## DATA PROVIDED
════════

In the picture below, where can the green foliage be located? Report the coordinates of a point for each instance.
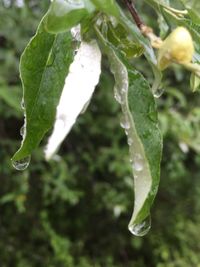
(43, 78)
(63, 15)
(74, 211)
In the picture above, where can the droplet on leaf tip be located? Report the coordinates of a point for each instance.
(140, 229)
(22, 164)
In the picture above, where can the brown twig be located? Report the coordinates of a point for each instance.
(134, 13)
(145, 30)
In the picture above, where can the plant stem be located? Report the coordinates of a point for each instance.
(134, 13)
(156, 41)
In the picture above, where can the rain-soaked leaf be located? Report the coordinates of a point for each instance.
(140, 123)
(43, 68)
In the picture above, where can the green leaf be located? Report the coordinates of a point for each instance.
(11, 95)
(108, 6)
(43, 68)
(148, 50)
(141, 126)
(194, 82)
(63, 15)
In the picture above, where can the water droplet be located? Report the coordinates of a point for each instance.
(22, 164)
(50, 59)
(118, 97)
(138, 163)
(124, 88)
(140, 229)
(152, 114)
(125, 124)
(158, 92)
(184, 147)
(130, 141)
(22, 130)
(22, 104)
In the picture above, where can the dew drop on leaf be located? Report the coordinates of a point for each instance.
(22, 130)
(118, 97)
(22, 104)
(141, 229)
(125, 124)
(158, 92)
(130, 141)
(22, 164)
(138, 163)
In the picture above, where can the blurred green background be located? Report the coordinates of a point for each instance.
(74, 212)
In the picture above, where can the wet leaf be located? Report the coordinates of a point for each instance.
(43, 68)
(141, 127)
(63, 15)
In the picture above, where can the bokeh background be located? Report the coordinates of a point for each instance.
(74, 212)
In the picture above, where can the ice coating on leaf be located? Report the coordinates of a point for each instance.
(79, 86)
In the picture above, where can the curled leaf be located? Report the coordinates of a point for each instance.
(79, 86)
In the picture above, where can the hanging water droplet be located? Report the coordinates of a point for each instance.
(125, 124)
(22, 164)
(130, 141)
(184, 147)
(141, 229)
(22, 104)
(50, 59)
(138, 163)
(118, 97)
(152, 114)
(124, 88)
(22, 130)
(158, 92)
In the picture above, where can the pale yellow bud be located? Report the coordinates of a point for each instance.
(177, 47)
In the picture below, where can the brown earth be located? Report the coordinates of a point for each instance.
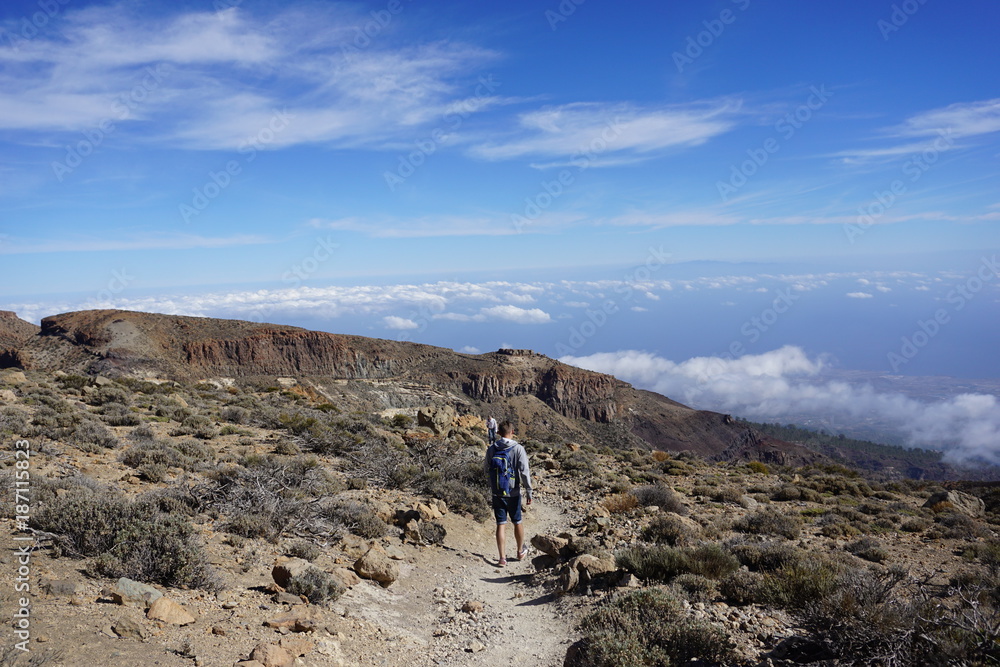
(383, 374)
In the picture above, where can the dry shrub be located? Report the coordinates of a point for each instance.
(131, 539)
(647, 627)
(661, 496)
(620, 503)
(667, 529)
(769, 522)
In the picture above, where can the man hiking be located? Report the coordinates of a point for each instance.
(507, 467)
(491, 428)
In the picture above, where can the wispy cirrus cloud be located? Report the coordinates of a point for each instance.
(211, 80)
(17, 245)
(936, 130)
(609, 134)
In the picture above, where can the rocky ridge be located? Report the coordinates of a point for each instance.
(382, 374)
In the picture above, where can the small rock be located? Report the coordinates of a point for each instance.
(126, 628)
(285, 569)
(272, 655)
(375, 565)
(298, 616)
(168, 611)
(296, 646)
(288, 598)
(549, 545)
(62, 588)
(345, 577)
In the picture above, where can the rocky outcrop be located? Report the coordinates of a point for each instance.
(14, 332)
(541, 394)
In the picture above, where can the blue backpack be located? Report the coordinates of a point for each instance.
(502, 469)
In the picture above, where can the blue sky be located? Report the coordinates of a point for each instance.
(478, 174)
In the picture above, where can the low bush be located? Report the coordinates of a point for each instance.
(869, 548)
(695, 587)
(315, 584)
(647, 627)
(769, 522)
(130, 538)
(661, 496)
(668, 529)
(357, 517)
(765, 556)
(620, 503)
(663, 563)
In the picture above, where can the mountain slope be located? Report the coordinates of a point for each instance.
(552, 397)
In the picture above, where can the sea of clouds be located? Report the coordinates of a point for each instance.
(773, 385)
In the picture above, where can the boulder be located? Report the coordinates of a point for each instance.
(13, 377)
(963, 502)
(168, 611)
(438, 418)
(377, 566)
(592, 565)
(132, 593)
(126, 628)
(548, 544)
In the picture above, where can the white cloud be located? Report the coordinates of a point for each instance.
(399, 323)
(593, 132)
(785, 382)
(512, 313)
(213, 80)
(962, 119)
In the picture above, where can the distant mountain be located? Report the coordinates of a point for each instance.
(882, 461)
(546, 397)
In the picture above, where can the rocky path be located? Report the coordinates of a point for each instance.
(453, 606)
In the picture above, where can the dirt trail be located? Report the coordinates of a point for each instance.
(520, 624)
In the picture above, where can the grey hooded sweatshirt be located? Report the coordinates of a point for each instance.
(522, 480)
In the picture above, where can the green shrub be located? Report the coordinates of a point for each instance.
(304, 549)
(92, 436)
(661, 496)
(869, 548)
(667, 529)
(358, 517)
(647, 627)
(712, 561)
(656, 563)
(695, 587)
(130, 538)
(765, 556)
(769, 522)
(742, 587)
(315, 584)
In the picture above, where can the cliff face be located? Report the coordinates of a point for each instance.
(560, 398)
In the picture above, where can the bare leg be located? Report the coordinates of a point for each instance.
(502, 539)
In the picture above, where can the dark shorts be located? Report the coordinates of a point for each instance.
(504, 507)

════════

## DIRECTIONS FOR THIS TASK
Retype every record above word for word, leaving out any pictures.

## RESPONSE BELOW
In the picture below, where can the green foliage be located? Report the coordinates of a point for each instance.
(43, 78)
(63, 15)
(74, 211)
In the picture above, where can the droplet on leaf tip be located? Report the coordinates of a point for each instance.
(140, 229)
(22, 164)
In the picture above, where can the brown twig be located? Report the coordinates of a point for each instance.
(134, 13)
(145, 30)
In the picture above, where can the plant stem be located? Report the coordinates of a point for each instance.
(134, 13)
(156, 41)
In the picture above, where can the rain-soaked leaf be located? Report the coordinates of a point for each instance.
(140, 123)
(43, 68)
In the picture above, where can the green leaf be located? Report the coordinates of a point for each instance.
(11, 95)
(108, 6)
(43, 68)
(148, 50)
(141, 126)
(194, 82)
(63, 15)
In the picture above, where can the water droplet be located? Report the coordinates of a point for each instance.
(22, 164)
(50, 59)
(118, 97)
(138, 163)
(124, 88)
(140, 229)
(152, 114)
(125, 124)
(158, 92)
(184, 147)
(130, 141)
(22, 130)
(22, 104)
In the picture above, where can the dew drop on leaf be located? Report the coordinates of a point for each instance.
(22, 130)
(118, 97)
(22, 104)
(141, 229)
(125, 124)
(158, 92)
(130, 141)
(22, 164)
(138, 163)
In the picture above, where can the blurred green background be located? Report the coordinates of a point for each instance.
(74, 212)
In the picture above, where can the wet leaf be located? Report the coordinates of a point for each instance.
(43, 68)
(141, 127)
(63, 15)
In the picture above, where can the bokeh background be located? Report the coordinates of a point for each instance.
(74, 212)
In the picture above, where can the ice coating on leaf be located? Report the coordinates of a point for each instance.
(79, 86)
In the picture above, where can the curled leaf be located? Report the coordinates of a point for each instance.
(79, 86)
In the picture above, where can the hanging water droplet be located? Report the coordinates of a point for each instance.
(125, 124)
(22, 164)
(130, 141)
(184, 147)
(141, 229)
(22, 104)
(50, 59)
(138, 163)
(118, 97)
(152, 114)
(124, 88)
(22, 130)
(158, 92)
In the picture above, where can the pale yellow bud be located? Report the coordinates of a point for each instance.
(177, 47)
In the picture below, where can the brown earth be located? Report the coordinates of a point for each instance.
(383, 374)
In the picture above, where can the dry shrub be located? Report the coordinates of a point for each instance.
(131, 539)
(647, 627)
(661, 496)
(620, 503)
(667, 529)
(769, 522)
In the picture above, where can the man hiking be located? Report the coordinates of a point for each instance.
(507, 467)
(491, 428)
In the picture above, where can the wispy cirrus cloud be located? Report the coordinates of a point for each instance.
(211, 80)
(17, 245)
(936, 130)
(609, 134)
In the picture above, where can the rocky ridge be located? Report the coordinates of a point for each instance.
(382, 374)
In the picture above, where can the small rock be located? Report the coordinates of a point for each instance.
(126, 628)
(285, 569)
(272, 655)
(375, 565)
(298, 616)
(168, 611)
(296, 646)
(288, 598)
(549, 545)
(62, 588)
(345, 577)
In the picture above, where can the rocky outcrop be located? Report the coordinates of a point for each instance.
(14, 332)
(541, 394)
In the picture above, where can the blue backpack be located? Report the coordinates of a point for each instance.
(502, 469)
In the picture above, where can the blue sky be located? Report the coordinates of a point for each instance.
(478, 174)
In the picture above, where can the low bush be located? Report the coordinates of a point for each instance.
(869, 548)
(695, 587)
(315, 584)
(647, 627)
(769, 522)
(130, 538)
(661, 496)
(668, 529)
(357, 517)
(765, 556)
(620, 503)
(663, 563)
In the picture above, where can the mountain slope be located? Report the coordinates of a point for each instance.
(552, 397)
In the picture above, where can the sea of clouds be located? Report the coordinates of a point for each instance.
(773, 385)
In the picture above, where can the boulder be located? Report the coordinates of a point for each instance.
(13, 377)
(963, 502)
(168, 611)
(438, 418)
(377, 566)
(592, 565)
(132, 593)
(126, 628)
(548, 544)
In the picture above, where can the white cloud be located? Report the coordinates of a point for each instance.
(399, 323)
(593, 132)
(785, 382)
(512, 313)
(213, 80)
(962, 119)
In the picture above, where can the distant mountain be located? Report the coordinates of a point for each instance.
(882, 461)
(546, 397)
In the picture above, where can the rocky path be located? Report the coordinates of a point for each instance.
(453, 606)
In the picture above, where can the dirt trail be located? Report the coordinates of a point for each instance.
(520, 624)
In the picture above, where can the grey hooded sweatshirt be located? Report the coordinates of a point for each instance.
(522, 480)
In the picture above, where can the green shrub be located? Report the coordinates of a point for each instance.
(304, 549)
(92, 436)
(661, 496)
(869, 548)
(667, 529)
(358, 517)
(647, 627)
(712, 561)
(656, 563)
(695, 587)
(130, 538)
(765, 556)
(769, 522)
(742, 587)
(315, 584)
In the picture above, where can the cliff face be located? Report the coordinates of a point for each instance.
(560, 398)
In the picture above, where can the bare leg be located? Report the coordinates of a point for each instance.
(502, 539)
In the picture above, where can the dark shorts be located? Report the coordinates of a point for each instance.
(504, 507)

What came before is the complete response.